# ATX specs in metric units? (Both mobo and case)



## satelitko (Dec 12, 2011)

So I'm trying to design a... "custom enclosure" for my current and future build. I need an ATX reference sheet for the mounting holes and overall dimensions to specs. I've found this - http://www.formfactors.org/developer/specs/atx2_2.pdf, but it's in imperial units and only covers ATX and microATX. I need dimensions for mini, micro, standard, extended and if possible - XL. Both for the motherboards themselves and the case specs too.
Any help would be greatly appreciated 

P.S.: Any advice and/or tips from case builders will be even more appreciated


----------



## Peter1986C (Dec 12, 2011)

Well it is in metric too. It clearly gives the size in millimetres.

If I were you, I would first decide whether you want mini-ITX, Micro-ATX, etc. and then use wikipedia to look up its dimensions. Still happy with the result? Good, at least you have a clue about how the case will be in matters of size etc. Once you ordered a motherboard, you can see what the screw hole positions are. Yes you most likely have to do it this way because mobos tend to be a little (less) broad(er) than the specs say. My P45XE is an example of a board being less broad than the ATX specs prescibe. It is but a cm or so but still, if you want to make a custom case you may want to know this and act towards it.


----------



## satelitko (Dec 12, 2011)

Chevalr1c said:


> ...



It only has mm's for the overall size of the motherboard. Not for the mounting holes. The I/O area is also in inches. Problem is - I won't be buying the new parts until at least June/July next year. And my current mobo is ATX, but I'll probably be getting an EATX one in the future, so I want it to fit both. The file also doesn't mention anything about PSU's, so I need help with those dimensions too. If I had the components on me - I wouldn't be creating this thread at all. But I don't. That's why I need the specs


----------



## Peter1986C (Dec 12, 2011)

All PSUs, except notebook/htpc PSUs _should_ be of the same type as your current PSU (there are no EATX PSUs as far as I know).


----------



## Lazzer408 (Dec 12, 2011)

Convert it?  Multiply inches by 25.4
-or-
www.google.com Type in "6.7in to mm" (for example) and you'll get the answer.

I have the mATX and ATX PSU specs here somewhere. If you can't find them let me know and I'll go dig for them.


----------



## satelitko (Dec 12, 2011)

Lazzer408 said:


> ...



Well... it seems I may not need them at all. A friend has agreed to let me measure up and put his components inside  Thanks for the help. I'll write again if I need any help


----------

### [Record set]
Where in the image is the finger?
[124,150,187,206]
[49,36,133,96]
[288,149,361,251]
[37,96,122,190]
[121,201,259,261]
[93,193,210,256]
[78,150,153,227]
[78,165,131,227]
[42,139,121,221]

### [Work to do]
1) Print the passage of the ATX specs thread that opens with the words containing "If I were you, I" and closes with "act towards it.".
2) In the ATX specs thread, what number is inches multiplied by to get millimeters?
Rely only on the ATX specs thread above.

### [Solved tasks]
1)
If I were you, I would first decide whether you want mini-ITX, Micro-ATX, etc. and then use wikipedia to look up its dimensions. Still happy with the result? Good, at least you have a clue about how the case will be in matters of size etc. Once you ordered a motherboard, you can see what the screw hole positions are. Yes you most likely have to do it this way because mobos tend to be a little (less) broad(er) than the specs say. My P45XE is an example of a board being less broad than the ATX specs prescibe. It is but a cm or so but still, if you want to make a custom case you may want to know this and act towards it.

2) 25.4